** start of Records shown **

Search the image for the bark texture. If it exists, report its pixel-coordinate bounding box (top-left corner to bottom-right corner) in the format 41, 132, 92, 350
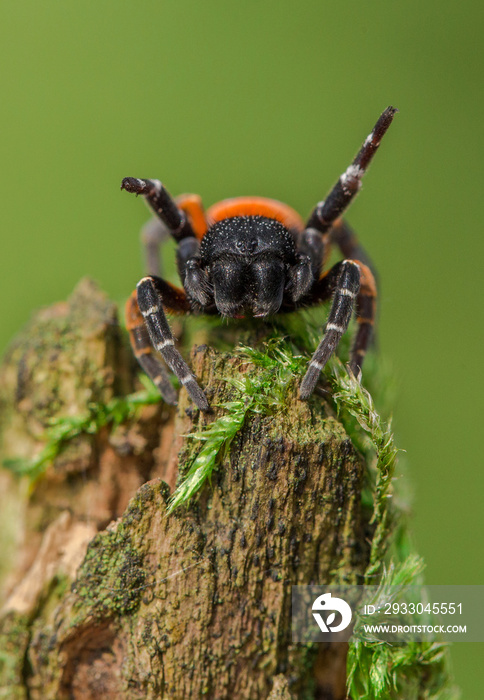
0, 281, 368, 700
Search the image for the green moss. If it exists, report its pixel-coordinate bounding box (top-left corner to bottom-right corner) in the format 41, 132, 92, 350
72, 484, 164, 626
0, 613, 30, 700
3, 376, 161, 481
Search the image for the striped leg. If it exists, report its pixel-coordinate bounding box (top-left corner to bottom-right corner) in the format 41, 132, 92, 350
350, 261, 377, 375
299, 260, 360, 400
329, 219, 377, 280
137, 277, 209, 411
125, 290, 176, 406
306, 107, 397, 234
121, 177, 195, 241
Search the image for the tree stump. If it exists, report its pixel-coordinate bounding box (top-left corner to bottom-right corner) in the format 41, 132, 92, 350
0, 281, 370, 700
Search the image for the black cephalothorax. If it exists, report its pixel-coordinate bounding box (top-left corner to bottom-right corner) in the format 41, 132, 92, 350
121, 107, 396, 411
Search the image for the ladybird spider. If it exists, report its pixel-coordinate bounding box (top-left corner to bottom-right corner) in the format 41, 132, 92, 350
121, 107, 397, 411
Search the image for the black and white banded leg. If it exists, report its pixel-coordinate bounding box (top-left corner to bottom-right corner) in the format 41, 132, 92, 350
299, 260, 360, 400
137, 277, 209, 411
306, 107, 397, 235
121, 177, 195, 241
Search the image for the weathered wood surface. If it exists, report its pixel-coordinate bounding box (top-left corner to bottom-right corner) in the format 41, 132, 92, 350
0, 282, 368, 700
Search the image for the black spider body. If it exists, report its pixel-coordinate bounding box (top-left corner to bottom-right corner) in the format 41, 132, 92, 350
121, 107, 396, 411
194, 215, 310, 318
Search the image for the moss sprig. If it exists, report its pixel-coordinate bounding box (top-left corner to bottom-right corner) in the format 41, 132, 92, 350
328, 358, 398, 583
168, 338, 304, 513
3, 376, 161, 481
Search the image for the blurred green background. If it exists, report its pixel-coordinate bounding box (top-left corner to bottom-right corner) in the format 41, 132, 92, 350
0, 0, 484, 698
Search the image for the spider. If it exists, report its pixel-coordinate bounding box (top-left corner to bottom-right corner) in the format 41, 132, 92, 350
121, 107, 397, 411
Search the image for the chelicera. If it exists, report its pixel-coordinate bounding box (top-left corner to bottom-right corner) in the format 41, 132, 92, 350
121, 107, 397, 411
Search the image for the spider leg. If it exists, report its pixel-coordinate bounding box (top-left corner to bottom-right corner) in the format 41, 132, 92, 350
350, 260, 377, 375
299, 260, 360, 400
125, 290, 177, 406
137, 276, 209, 411
329, 219, 378, 281
306, 107, 397, 234
121, 177, 195, 241
299, 260, 377, 399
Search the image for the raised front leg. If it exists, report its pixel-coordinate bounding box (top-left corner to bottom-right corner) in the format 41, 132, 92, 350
306, 107, 397, 234
137, 276, 209, 411
299, 260, 360, 400
121, 177, 195, 241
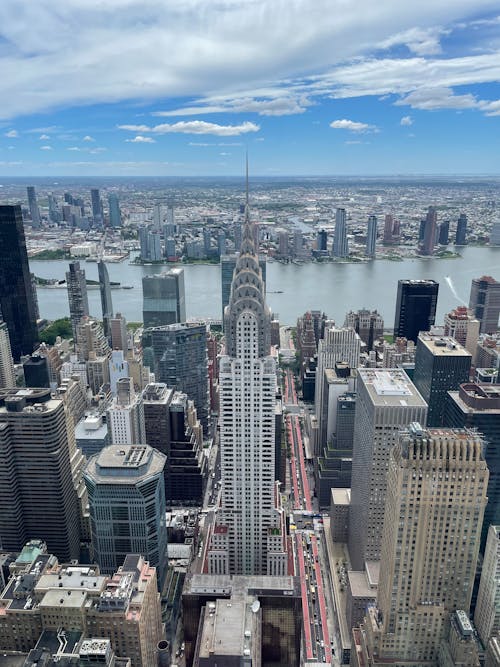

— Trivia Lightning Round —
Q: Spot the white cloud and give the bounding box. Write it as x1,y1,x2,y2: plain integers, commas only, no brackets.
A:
330,118,378,132
125,134,156,144
118,120,260,137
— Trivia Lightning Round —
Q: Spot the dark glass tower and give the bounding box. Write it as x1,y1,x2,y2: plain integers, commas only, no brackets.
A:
394,280,439,343
0,206,38,361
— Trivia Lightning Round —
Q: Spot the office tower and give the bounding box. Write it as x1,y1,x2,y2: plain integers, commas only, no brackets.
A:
107,377,146,445
419,206,437,255
0,205,38,361
66,262,89,345
351,424,488,665
438,220,450,245
332,208,349,257
90,188,103,226
394,280,439,343
84,444,167,583
344,308,384,350
108,192,122,228
316,229,328,252
110,313,128,352
444,306,480,357
474,524,500,646
26,185,41,227
208,174,287,575
97,260,113,337
0,319,16,389
455,213,467,245
0,389,80,561
413,332,472,427
469,276,500,334
143,382,207,507
444,382,500,553
365,215,377,257
142,322,209,433
349,368,427,570
220,254,266,325
142,269,186,328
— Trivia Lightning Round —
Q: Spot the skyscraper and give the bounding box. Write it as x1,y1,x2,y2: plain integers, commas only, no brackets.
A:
394,280,439,343
332,208,349,257
208,164,287,575
455,213,467,245
84,444,167,584
0,205,38,361
97,261,113,337
108,192,122,228
413,332,471,427
349,369,427,570
351,424,488,666
66,262,89,344
142,269,186,328
26,185,40,227
469,276,500,333
365,215,377,257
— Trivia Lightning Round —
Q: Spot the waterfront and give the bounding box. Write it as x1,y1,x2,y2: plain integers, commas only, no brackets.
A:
30,246,500,328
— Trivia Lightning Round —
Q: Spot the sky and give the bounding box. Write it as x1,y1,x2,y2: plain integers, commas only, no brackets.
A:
0,0,500,177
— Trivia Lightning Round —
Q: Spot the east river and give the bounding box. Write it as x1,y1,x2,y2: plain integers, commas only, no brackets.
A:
30,247,500,328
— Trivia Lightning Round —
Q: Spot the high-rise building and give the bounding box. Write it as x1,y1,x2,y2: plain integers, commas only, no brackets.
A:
108,192,122,228
26,185,41,227
66,262,89,344
365,215,377,257
208,172,288,575
474,528,500,646
0,205,38,361
142,269,186,328
332,208,349,257
349,369,427,570
469,276,500,334
413,332,471,427
0,320,16,389
84,444,167,584
0,389,80,561
97,261,113,337
455,213,467,245
394,280,439,343
142,322,209,432
351,424,488,667
419,206,437,255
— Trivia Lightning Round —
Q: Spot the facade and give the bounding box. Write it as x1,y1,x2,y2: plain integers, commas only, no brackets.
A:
365,215,377,257
142,322,209,432
469,276,500,334
84,444,167,583
0,205,38,362
349,369,427,571
394,280,439,343
354,424,488,666
0,389,80,561
97,261,113,337
208,179,288,574
66,262,89,344
413,333,471,427
142,269,186,328
332,208,349,258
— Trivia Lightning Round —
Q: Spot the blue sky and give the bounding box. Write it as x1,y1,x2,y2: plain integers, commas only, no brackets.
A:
0,0,500,176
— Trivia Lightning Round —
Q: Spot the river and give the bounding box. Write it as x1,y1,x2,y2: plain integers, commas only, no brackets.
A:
30,246,500,328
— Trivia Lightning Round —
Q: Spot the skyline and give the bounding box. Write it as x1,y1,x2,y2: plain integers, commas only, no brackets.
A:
0,0,500,177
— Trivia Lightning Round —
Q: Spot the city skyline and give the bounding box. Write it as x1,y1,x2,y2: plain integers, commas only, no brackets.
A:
0,0,500,177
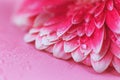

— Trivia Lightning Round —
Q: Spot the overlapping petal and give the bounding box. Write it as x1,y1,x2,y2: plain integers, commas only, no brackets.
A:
13,0,120,73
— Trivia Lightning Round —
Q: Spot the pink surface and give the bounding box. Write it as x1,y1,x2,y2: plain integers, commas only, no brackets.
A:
0,0,120,80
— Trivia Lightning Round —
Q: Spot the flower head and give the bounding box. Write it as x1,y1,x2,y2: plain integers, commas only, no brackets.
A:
15,0,120,73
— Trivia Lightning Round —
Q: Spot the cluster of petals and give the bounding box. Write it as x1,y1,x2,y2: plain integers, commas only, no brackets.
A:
14,0,120,73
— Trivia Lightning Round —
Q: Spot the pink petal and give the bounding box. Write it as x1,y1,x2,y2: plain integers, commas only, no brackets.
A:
57,18,72,36
33,12,53,27
112,57,120,73
24,34,36,42
94,1,105,17
77,24,85,37
95,13,106,28
53,42,71,59
39,24,57,36
82,56,91,66
62,33,77,41
91,35,110,61
106,8,120,34
72,10,84,24
85,19,95,37
35,36,48,50
107,0,114,11
29,28,40,34
71,48,87,62
110,42,120,59
64,37,80,53
90,27,105,53
91,51,112,73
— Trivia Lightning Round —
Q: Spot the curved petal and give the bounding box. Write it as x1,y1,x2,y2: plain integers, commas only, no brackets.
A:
64,37,80,53
71,48,87,62
110,42,120,59
106,8,120,34
24,34,37,42
112,57,120,73
35,36,48,50
53,42,71,59
94,13,106,28
57,18,72,36
85,19,95,37
90,27,105,53
91,51,112,73
91,34,110,61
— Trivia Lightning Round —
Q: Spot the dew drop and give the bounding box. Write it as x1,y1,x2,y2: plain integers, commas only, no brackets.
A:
0,75,7,80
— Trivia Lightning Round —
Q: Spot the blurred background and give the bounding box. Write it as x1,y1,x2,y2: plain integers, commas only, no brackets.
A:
0,0,120,80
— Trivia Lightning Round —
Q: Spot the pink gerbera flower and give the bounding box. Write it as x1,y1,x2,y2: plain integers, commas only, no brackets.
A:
14,0,120,73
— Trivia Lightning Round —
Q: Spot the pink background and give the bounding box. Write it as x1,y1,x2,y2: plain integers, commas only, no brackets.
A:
0,0,120,80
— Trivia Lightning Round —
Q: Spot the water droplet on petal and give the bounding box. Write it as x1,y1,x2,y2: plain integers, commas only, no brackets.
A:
81,44,87,49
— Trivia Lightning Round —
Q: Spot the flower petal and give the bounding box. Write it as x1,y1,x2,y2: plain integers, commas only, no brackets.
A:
90,27,105,53
71,48,87,62
91,51,112,73
91,38,110,61
35,36,48,50
110,42,120,59
106,8,120,34
24,34,36,42
64,37,80,53
112,57,120,73
53,42,71,59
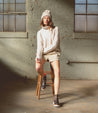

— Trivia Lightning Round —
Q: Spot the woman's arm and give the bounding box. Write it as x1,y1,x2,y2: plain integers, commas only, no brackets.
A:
36,32,43,60
44,27,60,54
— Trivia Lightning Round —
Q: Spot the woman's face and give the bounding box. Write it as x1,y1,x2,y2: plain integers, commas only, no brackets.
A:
43,16,50,26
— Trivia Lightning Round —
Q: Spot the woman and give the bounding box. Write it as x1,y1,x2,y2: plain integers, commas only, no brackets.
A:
36,10,60,107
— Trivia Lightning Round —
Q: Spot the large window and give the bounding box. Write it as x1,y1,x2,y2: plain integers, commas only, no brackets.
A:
0,0,26,32
74,0,98,33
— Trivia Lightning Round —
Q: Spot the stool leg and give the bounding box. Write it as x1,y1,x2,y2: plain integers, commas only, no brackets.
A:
36,76,39,96
51,71,54,95
36,75,41,99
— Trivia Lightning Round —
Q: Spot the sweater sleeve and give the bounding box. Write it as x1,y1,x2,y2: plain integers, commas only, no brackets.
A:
44,27,60,54
36,31,43,59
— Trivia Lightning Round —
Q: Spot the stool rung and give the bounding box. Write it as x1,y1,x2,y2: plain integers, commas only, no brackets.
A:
36,70,54,99
44,71,52,74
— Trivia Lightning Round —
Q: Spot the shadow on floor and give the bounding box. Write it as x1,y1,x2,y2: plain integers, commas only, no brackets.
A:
0,62,36,106
59,85,98,107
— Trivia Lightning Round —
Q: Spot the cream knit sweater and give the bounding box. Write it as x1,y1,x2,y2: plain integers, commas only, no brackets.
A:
36,26,60,59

** end of Records shown **

Work to do => How many lines in the records contain the word "tower"? Reply with the number alone.

Final result => 2